## CONSIGNA
Continúa el texto sobre el homicidio en América Latina a partir de su última oración.

## FRAGMENTO DE LECTURA
▬▬▬▬▬▬

El homicidio, de consecuencia a fenómeno normalizado

Hace poco visitamos Fortaleza, la ciudad de Brasil con el mayor índice de homicidios de adolescentes y niños. En 2013 la tasa de homicidios era de 267,7 por cada 100.000 habitantes entre jóvenes de 16 y 17 años, pero su mapa de violencia letal dibujaba un arco casi perfecto, alejado de la zona turística, donde había barrios sin ningún homicidio en un año.

Cuando les preguntamos a jóvenes de estos lugares cuántos asesinados han conocido, a veces utilizan los dedos de las dos manos para contarlos. Hace unas semanas, un extraficante nos decía que no recordaba a cuántas personas había matado. Lo hacía porque era lo que tenía que hacer: eliminar al enemigo. Un policía de Río de Janeiro relataba una historia similar. Lo más común es que tampoco recuerden cuántos compañeros han muerto. Un chico de 15 años nos contó que había matado a su novia porque se enfadó con ella. Tenía la pistola y disparó. La falta de premeditación suele ser escalofriante.

La mayor parte de los asesinatos en América Latina se concentran en los siete países de esa ruta que seguimos desde enero. Hace tres años los recorrimos, con otros once países latinoamericanos, para escribir Narcoamérica, un libro sobre el impacto del narcotráfico en cada uno de ellos. Cuando preguntamos a las autoridades la causa de sus tasas de homicidios, la respuesta más repetida era el narcotráfico.

▬▬▬▬▬▬

## Datos recopilados
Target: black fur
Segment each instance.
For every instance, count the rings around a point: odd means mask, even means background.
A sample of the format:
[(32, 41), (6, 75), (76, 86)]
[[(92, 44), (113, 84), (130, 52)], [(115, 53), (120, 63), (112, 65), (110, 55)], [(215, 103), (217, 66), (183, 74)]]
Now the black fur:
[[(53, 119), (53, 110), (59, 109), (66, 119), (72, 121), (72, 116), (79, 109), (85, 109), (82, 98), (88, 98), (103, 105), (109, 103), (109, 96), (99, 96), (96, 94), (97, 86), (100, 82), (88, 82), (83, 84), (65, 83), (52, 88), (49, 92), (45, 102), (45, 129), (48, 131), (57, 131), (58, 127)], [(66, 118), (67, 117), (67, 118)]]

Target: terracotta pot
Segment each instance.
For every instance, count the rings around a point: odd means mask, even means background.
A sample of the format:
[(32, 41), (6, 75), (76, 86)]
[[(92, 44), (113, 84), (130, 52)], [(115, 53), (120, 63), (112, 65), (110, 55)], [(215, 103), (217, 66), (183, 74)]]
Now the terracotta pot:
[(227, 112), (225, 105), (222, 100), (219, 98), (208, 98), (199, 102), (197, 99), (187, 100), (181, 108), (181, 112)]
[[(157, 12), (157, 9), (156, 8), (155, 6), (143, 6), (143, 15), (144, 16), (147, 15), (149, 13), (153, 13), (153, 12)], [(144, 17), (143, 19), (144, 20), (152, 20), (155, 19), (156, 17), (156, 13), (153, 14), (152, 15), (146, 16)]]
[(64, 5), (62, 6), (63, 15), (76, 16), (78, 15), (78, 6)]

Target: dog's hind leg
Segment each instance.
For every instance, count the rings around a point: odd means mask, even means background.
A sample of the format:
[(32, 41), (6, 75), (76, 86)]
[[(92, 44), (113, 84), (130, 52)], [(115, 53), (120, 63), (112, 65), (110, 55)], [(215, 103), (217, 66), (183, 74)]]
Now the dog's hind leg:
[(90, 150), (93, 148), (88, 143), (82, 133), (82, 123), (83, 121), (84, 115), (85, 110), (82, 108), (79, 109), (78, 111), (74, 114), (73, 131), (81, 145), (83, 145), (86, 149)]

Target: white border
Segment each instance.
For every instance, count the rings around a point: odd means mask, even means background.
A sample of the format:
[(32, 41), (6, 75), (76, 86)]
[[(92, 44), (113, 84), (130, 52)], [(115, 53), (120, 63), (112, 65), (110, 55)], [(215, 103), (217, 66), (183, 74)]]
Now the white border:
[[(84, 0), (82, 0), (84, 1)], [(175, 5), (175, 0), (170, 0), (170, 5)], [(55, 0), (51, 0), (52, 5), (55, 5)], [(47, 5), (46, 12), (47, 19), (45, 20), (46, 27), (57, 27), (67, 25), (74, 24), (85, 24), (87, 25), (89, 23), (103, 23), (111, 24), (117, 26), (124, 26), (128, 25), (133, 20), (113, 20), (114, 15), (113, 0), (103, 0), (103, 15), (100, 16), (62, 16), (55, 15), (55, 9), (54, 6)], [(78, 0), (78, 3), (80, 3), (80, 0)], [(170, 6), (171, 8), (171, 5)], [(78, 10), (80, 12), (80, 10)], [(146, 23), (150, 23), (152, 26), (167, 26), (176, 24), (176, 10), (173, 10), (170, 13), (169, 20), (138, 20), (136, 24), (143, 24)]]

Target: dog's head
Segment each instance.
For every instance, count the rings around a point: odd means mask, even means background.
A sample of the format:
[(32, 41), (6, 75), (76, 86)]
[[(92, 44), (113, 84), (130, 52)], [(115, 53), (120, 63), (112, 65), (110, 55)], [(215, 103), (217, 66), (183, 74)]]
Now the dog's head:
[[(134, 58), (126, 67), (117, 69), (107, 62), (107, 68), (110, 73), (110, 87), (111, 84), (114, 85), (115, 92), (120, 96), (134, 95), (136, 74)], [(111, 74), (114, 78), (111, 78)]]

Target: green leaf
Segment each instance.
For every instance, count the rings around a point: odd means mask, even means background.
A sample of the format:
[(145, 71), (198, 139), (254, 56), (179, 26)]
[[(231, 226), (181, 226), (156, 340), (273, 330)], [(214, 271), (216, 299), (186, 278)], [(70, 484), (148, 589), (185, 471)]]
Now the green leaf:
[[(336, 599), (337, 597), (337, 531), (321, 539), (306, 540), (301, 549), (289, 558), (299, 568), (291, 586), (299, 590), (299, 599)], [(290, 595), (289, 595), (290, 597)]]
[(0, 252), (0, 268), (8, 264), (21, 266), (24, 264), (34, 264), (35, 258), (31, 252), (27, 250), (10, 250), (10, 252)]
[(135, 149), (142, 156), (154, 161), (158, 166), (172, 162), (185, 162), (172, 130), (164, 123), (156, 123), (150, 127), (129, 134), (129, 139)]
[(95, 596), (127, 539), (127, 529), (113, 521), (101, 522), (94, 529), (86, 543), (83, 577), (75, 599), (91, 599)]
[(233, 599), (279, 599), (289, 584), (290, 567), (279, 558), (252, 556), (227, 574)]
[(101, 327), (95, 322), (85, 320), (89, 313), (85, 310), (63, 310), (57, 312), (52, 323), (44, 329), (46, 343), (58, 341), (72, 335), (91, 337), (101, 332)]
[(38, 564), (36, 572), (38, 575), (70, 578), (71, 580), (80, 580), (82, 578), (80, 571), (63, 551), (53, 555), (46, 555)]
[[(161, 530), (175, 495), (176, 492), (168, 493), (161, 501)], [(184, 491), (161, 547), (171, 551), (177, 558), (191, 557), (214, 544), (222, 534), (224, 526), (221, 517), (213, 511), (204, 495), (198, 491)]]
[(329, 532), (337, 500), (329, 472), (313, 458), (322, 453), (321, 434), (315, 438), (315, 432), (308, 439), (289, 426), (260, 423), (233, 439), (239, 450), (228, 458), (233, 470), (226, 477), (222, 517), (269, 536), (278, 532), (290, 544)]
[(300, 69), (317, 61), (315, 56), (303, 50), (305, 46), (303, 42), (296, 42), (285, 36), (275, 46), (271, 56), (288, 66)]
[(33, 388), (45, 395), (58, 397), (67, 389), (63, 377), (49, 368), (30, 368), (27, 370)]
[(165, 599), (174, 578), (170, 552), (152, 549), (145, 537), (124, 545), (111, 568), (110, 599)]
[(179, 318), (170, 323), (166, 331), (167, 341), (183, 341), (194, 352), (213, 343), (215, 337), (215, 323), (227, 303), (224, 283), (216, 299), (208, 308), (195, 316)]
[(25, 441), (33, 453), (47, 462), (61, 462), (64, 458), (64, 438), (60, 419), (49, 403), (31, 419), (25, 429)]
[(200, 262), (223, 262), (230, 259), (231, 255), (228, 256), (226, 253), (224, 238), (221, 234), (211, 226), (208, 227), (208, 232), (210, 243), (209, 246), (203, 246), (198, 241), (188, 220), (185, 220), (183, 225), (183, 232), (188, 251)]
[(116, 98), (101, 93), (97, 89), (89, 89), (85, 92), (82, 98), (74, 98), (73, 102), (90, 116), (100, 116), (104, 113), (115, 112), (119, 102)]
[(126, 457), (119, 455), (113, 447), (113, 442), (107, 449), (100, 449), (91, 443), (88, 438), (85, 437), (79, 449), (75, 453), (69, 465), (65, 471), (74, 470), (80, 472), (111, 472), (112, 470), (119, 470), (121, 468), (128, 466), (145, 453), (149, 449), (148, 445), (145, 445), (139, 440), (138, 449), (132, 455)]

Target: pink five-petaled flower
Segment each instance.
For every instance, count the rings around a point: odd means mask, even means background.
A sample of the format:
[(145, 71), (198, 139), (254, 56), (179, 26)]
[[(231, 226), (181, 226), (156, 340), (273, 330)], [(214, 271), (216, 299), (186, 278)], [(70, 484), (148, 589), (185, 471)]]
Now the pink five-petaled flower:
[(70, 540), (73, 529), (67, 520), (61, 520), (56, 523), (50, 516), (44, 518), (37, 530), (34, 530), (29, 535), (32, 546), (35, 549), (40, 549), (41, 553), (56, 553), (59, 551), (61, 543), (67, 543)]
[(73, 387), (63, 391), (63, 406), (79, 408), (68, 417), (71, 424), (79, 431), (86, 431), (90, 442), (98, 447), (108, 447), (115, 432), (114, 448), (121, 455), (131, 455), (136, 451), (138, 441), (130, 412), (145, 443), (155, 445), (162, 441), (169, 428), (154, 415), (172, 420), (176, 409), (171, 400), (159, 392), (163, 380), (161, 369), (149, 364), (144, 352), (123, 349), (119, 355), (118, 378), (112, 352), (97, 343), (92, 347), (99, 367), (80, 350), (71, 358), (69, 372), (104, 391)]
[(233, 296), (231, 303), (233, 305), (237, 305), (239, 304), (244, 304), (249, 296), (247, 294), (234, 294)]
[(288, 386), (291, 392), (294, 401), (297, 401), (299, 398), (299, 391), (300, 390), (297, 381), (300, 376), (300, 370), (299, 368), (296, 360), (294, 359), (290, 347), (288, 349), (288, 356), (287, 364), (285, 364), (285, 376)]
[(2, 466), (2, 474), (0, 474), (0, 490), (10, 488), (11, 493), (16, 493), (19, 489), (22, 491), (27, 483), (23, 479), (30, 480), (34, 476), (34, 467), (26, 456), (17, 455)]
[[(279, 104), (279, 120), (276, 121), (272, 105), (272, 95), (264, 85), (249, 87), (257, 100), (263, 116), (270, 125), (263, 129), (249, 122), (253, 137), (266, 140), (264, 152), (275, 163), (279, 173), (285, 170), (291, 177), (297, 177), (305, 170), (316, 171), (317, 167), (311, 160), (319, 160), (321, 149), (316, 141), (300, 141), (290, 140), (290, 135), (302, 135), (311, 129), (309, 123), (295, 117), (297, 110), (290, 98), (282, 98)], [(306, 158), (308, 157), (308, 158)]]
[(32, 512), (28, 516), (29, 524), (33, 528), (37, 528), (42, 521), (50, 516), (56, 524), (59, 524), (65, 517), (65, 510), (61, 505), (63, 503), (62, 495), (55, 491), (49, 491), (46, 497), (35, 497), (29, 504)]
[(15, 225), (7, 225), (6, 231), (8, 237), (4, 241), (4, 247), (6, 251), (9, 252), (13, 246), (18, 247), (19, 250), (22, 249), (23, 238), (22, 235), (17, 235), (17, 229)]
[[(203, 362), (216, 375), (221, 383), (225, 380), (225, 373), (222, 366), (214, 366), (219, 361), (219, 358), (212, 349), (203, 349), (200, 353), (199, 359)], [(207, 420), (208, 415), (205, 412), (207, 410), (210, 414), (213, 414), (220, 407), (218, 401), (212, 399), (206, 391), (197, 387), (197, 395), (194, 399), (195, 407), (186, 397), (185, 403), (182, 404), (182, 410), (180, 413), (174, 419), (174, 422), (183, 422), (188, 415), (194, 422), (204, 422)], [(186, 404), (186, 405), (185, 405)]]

▬▬▬▬▬▬

## EN RESPUESTA
El tráfico de drogas es un potenciador de nuestros males, no la causa de todos ellos. Es un negocio donde el asesinato es algo común. Países como Nicaragua, Costa Rica y Panamá, que también son parte de la ruta de la droga hacia Estados Unidos, tienen las tasas más bajas de Centroamérica, a una distancia sideral de sus vecinos del Triángulo Norte en Perú y Bolivia, dos grandes productores de cocaína,  tampoco se mata tanto como en Colombia.

Los países más homicidas tienen problemas comunes, pero también particulares. La guerra contra las drogas en México se convirtió el año pasado en el segundo conflicto más letal del mundo (solo superado por Siria). En Guatemala, El Salvador y Honduras, la lucha entre las pandillas los ha situado como la región mundial con mayor tasa de homicidios. Colombia busca la paz: las muertes asociadas al conflicto descendieron más de un tercio en una década, pero otras formas de la violencia dejaron más de 12.000 asesinatos el año pasado. Venezuela sufre una descomposición social y económica. Hasta 2016, la fiscalía estuvo ocho años sin dar cifras oficiales sobre homicidio. El último informe señala que el año pasado hubo 21.752 homicidios. En Brasil se pelea por territorio, ya sea en la ciudad o en el campo. Su policía es una de las más letales del mundo. Cada país, cada ciudad, cada barrio tiene su propia disputa. Entre todas ellas, en América Latina mueren asesinadas 144.000 personas cada año

Durante años, los gobiernos han maquillado la cifras y han culpado al vecino. Los números, a veces, causan más preocupación que los muertos.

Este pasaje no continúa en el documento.